Supplied text:
□ □ □ □ □ □ □

Marcus: We don’t like brandy.

Wilson: You don’t like brandy.

DIGRESSION ABOUT ABSINTHE AND RITUAL CHAIRED BY ALEX

Marcus (re: Absinthe): So it’s not like the sugar is dissolving, it’s just (hand wiggle) dissolving.

Hemmingway seemed to be the author of literary meatheads and high-school English classes. We are not literary meatheads and apparently did not go to high school.

ADB: It was just drunk, bangin’, drunk. In Tropic of Capricorn, there was a lot more to discuss and get riled about.

Marcus: In comparison to Tropic of Capricorn, Sun Also Rising seems more simple. It’s good to have that juxtaposition of another writing style.

Mike: Sun Also Rises was modernist/existential, but unlike Pound et. al. made no allusions to stuff that came before. The style is more shallow and cinematic.

Wilson: maybe SAR delivered as well or better than ToC, but with more subtlety. ToC was easier to talk about because it was so heavy-handed and over-the-top.

SAR & ToC similar:

Marcus: Hemmingway was not anti-Semitic.

Wilson (smelling conspiracy theory): Yes he was. Cohn was set apart from the group and I think it was because of what Hemmingway viewed as a certain "Jewishness" which he then wrote into the character.

Marcus: It can be viewed both ways.

Wilson: Oh yeah.

Mike: Except for Bill & Jake, all of the characters are tragic.

Bill is Jake’s boy and loves getting drunk. He is not attracted to Brett – really – but hated Cohn. In the grey world that they inhabited, Bill was one of the good guys. He wouldn’t pile on and kick the others while they were down.

Mike: Let’s talk about the Cohn meltdown.

Dan: Crazy.


Marcus: Crazy

Mike: Crazy…vivid shit.

Marcus: Joe Conaty style meltdown – HOLLA! Write it down.

THE CHILI AGAIN TAKES CENTER STAGE

Dan: It’s not spot on, but it feels like chili.

Marcus: Something I noticed was the at the sleep schedules. People were always passing out, being put to bed, being woken up, etc. at all hours. It contributed to the strange sense of time. The bars and cafes were always open and they got a drink whenever they happened to be conscious.

□ □ □ □ □ □ □

(Dataset entries)

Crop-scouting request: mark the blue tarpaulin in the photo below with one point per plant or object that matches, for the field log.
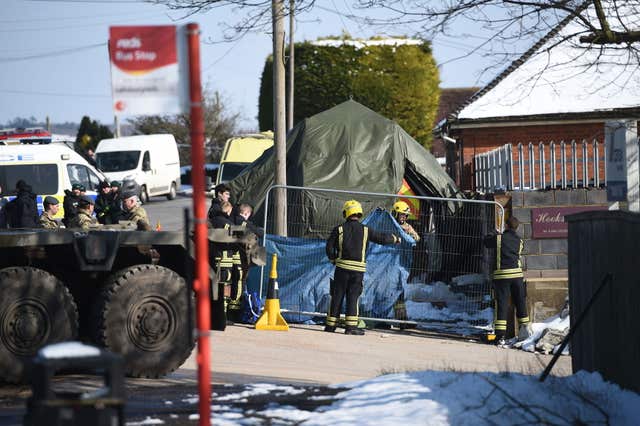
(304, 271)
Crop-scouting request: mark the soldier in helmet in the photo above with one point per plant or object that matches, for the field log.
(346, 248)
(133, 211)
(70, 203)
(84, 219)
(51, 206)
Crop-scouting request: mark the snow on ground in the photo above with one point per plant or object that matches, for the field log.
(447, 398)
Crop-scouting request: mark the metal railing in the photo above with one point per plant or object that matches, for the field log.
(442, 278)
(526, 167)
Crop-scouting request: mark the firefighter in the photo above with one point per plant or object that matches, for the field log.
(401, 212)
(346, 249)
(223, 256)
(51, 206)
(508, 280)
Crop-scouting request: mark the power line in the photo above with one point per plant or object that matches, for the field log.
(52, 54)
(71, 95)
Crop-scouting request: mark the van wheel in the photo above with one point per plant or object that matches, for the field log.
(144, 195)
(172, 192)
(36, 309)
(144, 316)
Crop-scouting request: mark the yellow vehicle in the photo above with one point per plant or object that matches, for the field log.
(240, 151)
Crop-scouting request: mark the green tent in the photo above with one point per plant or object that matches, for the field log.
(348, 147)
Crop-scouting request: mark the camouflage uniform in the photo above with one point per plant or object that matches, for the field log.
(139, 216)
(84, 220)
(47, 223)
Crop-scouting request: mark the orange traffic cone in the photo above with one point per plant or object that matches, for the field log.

□ □ □ □ □ □ □

Requirements:
1. List every name in the discussion transcript that appears as a speaker before a colon.
2. How many lines of the records contain the word "traffic"? Give only the number.
The records have no connection to the discussion transcript.

Solution list:
1. Marcus, Wilson, ADB, Mike, Dan

2. 1